Your task: Rewrite the material below, substituting "put a dot" for every occurrence of "place a marker" and leaving everything else untouched.

The input:
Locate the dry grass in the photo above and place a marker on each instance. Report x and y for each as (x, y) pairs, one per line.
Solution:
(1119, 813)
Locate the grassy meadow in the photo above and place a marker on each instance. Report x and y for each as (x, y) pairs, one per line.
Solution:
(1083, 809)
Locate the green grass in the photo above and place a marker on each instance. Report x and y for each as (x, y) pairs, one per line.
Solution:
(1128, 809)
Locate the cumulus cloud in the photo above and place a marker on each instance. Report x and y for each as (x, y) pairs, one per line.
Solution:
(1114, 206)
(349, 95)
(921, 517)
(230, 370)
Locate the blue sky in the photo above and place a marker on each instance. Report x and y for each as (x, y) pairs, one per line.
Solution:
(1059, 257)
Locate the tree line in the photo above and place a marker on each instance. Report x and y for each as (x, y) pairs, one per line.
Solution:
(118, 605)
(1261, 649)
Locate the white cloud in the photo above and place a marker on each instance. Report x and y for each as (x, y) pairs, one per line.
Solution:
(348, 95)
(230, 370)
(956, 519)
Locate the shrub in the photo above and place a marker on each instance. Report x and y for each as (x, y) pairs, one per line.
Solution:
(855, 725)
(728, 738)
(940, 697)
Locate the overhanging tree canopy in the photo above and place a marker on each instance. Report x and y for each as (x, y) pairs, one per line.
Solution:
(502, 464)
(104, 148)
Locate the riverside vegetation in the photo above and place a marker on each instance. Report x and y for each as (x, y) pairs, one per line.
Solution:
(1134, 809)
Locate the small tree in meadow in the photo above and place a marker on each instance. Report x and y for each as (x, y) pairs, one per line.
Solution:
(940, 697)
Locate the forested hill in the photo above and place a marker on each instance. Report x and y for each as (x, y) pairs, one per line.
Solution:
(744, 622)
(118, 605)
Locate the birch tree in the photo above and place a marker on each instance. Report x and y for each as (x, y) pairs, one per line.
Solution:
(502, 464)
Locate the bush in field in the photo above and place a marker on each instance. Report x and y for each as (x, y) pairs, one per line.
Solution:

Exercise output:
Locate the dry grass in the photo above and put a dot on each instance. Report x and y for each as (x, y) pairs, one per line.
Solution:
(1119, 813)
Locate the grassy meadow in the photo above and put a dot on each instance. Report x and y for each as (x, y) pairs, one per line.
Solution:
(1083, 809)
Locate the green grass in the photo above and put a dot on each instance. Report x and y for each as (x, y) pairs, one per line.
Solution:
(1128, 809)
Locate the cumulus cloud in the photo above and put a dot on each instance. Report x and y for each as (x, y) pairs, one per line.
Solution:
(1114, 206)
(349, 95)
(921, 517)
(230, 370)
Locate the blue sky in the photo above and put a dot on each instance. Report x and y for each as (x, y) pairs, one per line.
Solution:
(1059, 257)
Locate the tree line in the photo above and put a dot on each instance. Report x and y for each as (x, y) pairs, one per line.
Solution:
(118, 605)
(1261, 649)
Locate the white cloud in the photo above and put a dot on each instance. Report x and y for each as (x, y) pairs, one per line.
Solution:
(348, 95)
(230, 370)
(956, 519)
Locate the shrub in the photo above and put a dot on each instance. Report x and y for each as (x, y) pairs, one per line.
Solution:
(855, 725)
(728, 738)
(940, 697)
Locate the overhanging tree canopy in the photo above and put a dot on each instance. Report x and y for each as (x, y) pairs, one per line.
Solution:
(502, 464)
(104, 148)
Locate the riverside vegetation in the photo above and put a dot on each instance. Report x and y for each as (x, y) pairs, one per line.
Solution:
(1134, 809)
Locate the small tree in meadow in the photo above and put a dot on each instance. Report x and y for each as (x, y) pairs, one per line.
Solution:
(940, 697)
Locate the forested hill in the photo above and put a dot on each instance. Report x and y for each as (x, y) pairs, one per line.
Solution:
(744, 622)
(118, 605)
Locate the birch tree in the photo above and put a dot on each instance. Report x and y for each as (x, y) pairs, one per line.
Solution:
(502, 464)
Locate the bush in field in the photo above and put a dot on each instance. Report x and y for each as (x, y) pairs, one per line.
Solution:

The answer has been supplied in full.